▶ _Exercise passage_:
We took the kids for dim sum last weekend. Lizzie said the restaurant reminded her of Mulan’s house. Katie practiced reading Chinese. Henry drummed on the table with chopsticks, and cried when there were no hot dogs.
My husband and I like to believe that we have become better parents over time. We are more patient and better listeners. We no longer get swept up in arguments about combing hair or whether wearing a princess dress to church is a sin. And neither of us has locked anyone in any room in a really long time. And yet, our son Henry subsists almost entirely on a diet of processed meat, mac and cheese, French Toast, and cucumbers.
Our oldest daughter has the palate of a 42-year-old. She eats bleu cheese, oysters, mussels, wasabi, Sriracha, and okra. She pickles her own root vegetables and blends her own curry paste. Her latest obsession is homemade lemon curd, which she likes to pair with a braided rosemary loaf. When we dine out, she frequently orders the bouillabaisse.
Our middle kiddo, while slightly less eclectic in her gastronomic enthusiasms, still enjoys a wide variety of foods. Some of her favorites include king crab, salmon sashimi, kale chips, chicken korma, raw spinach, and any variety of homemade pie. During dessert last week at the Pie Hole, she horked down a slice of pumpkin in under two minutes flat. She also polished off Katie’s apple, my chocolate, and Ken’s earl grey pie, and made a bit of a stink when I said we could not order any more.
Henry did not eat pie that day. He wanted a hot dog.
In his book, The Man Who Ate Everything, food critic Jeffrey Steingarten studied his own food aversions and concluded that most food “phobias” are simply learned behaviors. You catch a flu bug after eating noodles, and thereafter, lo mein is banished from your menu. The texture of tofu is initially off-putting, so you add it to your iffy list. However, Steingarten found that he was able to cleanse his taste buds. He conquered nearly all of his food fears, from kimchi to clams, simply through repeated exposure. The more often he made himself sample dreaded dishes, the more likely he was to tolerate, even enjoy them. He claimed the same was true for young people. “Most babies,” he wrote, “will accept nearly anything after eight or ten tries.
Which means that we only have to pile pork buns and radish cakes in front of Henry nine more times before we might actually get him to stomach them. Of course, multiply that across the three hundred other foods that he routinely eschews, and it looks like we will be resetting his taste buds — not to mention making embarrassing scenes in restaurants — for the rest of his childhood.

▶ _Data extract_:
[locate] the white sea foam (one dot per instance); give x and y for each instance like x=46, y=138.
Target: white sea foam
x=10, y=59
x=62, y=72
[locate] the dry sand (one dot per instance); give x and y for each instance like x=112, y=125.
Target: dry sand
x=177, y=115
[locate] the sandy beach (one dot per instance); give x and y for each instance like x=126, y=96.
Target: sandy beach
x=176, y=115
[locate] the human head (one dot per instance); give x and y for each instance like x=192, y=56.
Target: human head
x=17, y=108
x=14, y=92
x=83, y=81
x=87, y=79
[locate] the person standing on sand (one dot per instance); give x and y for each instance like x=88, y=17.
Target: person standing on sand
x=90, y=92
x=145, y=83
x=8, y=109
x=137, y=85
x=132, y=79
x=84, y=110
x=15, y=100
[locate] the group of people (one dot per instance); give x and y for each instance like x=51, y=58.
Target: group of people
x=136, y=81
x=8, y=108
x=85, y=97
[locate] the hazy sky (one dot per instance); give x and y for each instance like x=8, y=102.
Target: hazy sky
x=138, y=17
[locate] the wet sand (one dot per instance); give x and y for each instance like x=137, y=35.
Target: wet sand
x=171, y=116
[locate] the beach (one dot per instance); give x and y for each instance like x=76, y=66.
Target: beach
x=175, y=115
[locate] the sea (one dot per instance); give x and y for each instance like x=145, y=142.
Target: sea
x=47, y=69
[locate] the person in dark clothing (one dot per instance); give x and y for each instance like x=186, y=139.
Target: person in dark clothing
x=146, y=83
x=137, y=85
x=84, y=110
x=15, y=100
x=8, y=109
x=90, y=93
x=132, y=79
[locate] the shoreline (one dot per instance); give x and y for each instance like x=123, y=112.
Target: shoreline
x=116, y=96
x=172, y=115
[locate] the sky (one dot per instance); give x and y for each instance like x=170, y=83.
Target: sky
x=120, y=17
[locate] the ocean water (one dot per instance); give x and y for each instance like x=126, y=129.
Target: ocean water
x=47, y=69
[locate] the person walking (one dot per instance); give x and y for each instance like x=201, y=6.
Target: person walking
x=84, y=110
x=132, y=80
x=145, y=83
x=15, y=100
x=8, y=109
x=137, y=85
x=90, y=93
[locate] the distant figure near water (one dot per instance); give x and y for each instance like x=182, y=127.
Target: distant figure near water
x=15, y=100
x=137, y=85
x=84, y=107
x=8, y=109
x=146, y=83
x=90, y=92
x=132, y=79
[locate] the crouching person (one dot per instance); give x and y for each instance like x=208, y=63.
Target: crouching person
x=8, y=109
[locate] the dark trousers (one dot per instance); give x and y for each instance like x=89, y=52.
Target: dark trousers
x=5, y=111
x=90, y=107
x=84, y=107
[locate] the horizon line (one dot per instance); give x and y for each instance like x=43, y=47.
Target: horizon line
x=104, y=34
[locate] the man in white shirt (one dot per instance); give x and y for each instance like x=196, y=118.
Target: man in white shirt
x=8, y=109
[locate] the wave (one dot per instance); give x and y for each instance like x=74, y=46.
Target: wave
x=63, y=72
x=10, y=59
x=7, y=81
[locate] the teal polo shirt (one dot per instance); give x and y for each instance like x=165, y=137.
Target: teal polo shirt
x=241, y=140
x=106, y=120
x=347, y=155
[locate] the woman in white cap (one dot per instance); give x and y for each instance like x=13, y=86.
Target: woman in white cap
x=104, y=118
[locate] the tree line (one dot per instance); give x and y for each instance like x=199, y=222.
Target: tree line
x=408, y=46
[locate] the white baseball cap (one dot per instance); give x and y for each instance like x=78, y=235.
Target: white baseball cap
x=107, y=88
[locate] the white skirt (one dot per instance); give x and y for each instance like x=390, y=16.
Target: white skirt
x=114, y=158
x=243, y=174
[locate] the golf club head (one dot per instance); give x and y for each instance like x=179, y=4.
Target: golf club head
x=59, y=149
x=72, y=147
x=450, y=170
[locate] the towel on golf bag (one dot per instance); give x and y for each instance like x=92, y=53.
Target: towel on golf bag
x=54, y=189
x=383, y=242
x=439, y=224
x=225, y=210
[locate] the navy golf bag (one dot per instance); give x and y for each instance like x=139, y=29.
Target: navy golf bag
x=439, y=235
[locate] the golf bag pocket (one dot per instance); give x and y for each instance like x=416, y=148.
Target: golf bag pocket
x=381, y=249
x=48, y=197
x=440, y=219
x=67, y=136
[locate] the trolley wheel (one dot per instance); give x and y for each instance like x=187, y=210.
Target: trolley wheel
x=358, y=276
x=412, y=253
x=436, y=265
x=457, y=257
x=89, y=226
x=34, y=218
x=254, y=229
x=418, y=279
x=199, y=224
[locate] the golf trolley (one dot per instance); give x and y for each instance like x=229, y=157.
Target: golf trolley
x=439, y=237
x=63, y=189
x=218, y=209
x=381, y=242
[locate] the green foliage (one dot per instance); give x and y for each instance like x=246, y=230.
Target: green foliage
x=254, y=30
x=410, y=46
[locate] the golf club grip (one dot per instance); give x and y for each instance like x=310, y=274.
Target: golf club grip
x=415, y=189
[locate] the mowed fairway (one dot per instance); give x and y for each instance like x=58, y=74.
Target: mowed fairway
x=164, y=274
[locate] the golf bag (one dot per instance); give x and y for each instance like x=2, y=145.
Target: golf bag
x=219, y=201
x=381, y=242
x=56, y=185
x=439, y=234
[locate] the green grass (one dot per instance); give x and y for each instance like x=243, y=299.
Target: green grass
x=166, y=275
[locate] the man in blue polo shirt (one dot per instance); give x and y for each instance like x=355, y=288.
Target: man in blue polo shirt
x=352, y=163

▶ _Your objective_:
Reproduce word for word the part of the essay on the children's eating habits starting with "Our oldest daughter" and going on through "order any more.".

▶ _Answer to this task_:
Our oldest daughter has the palate of a 42-year-old. She eats bleu cheese, oysters, mussels, wasabi, Sriracha, and okra. She pickles her own root vegetables and blends her own curry paste. Her latest obsession is homemade lemon curd, which she likes to pair with a braided rosemary loaf. When we dine out, she frequently orders the bouillabaisse.
Our middle kiddo, while slightly less eclectic in her gastronomic enthusiasms, still enjoys a wide variety of foods. Some of her favorites include king crab, salmon sashimi, kale chips, chicken korma, raw spinach, and any variety of homemade pie. During dessert last week at the Pie Hole, she horked down a slice of pumpkin in under two minutes flat. She also polished off Katie’s apple, my chocolate, and Ken’s earl grey pie, and made a bit of a stink when I said we could not order any more.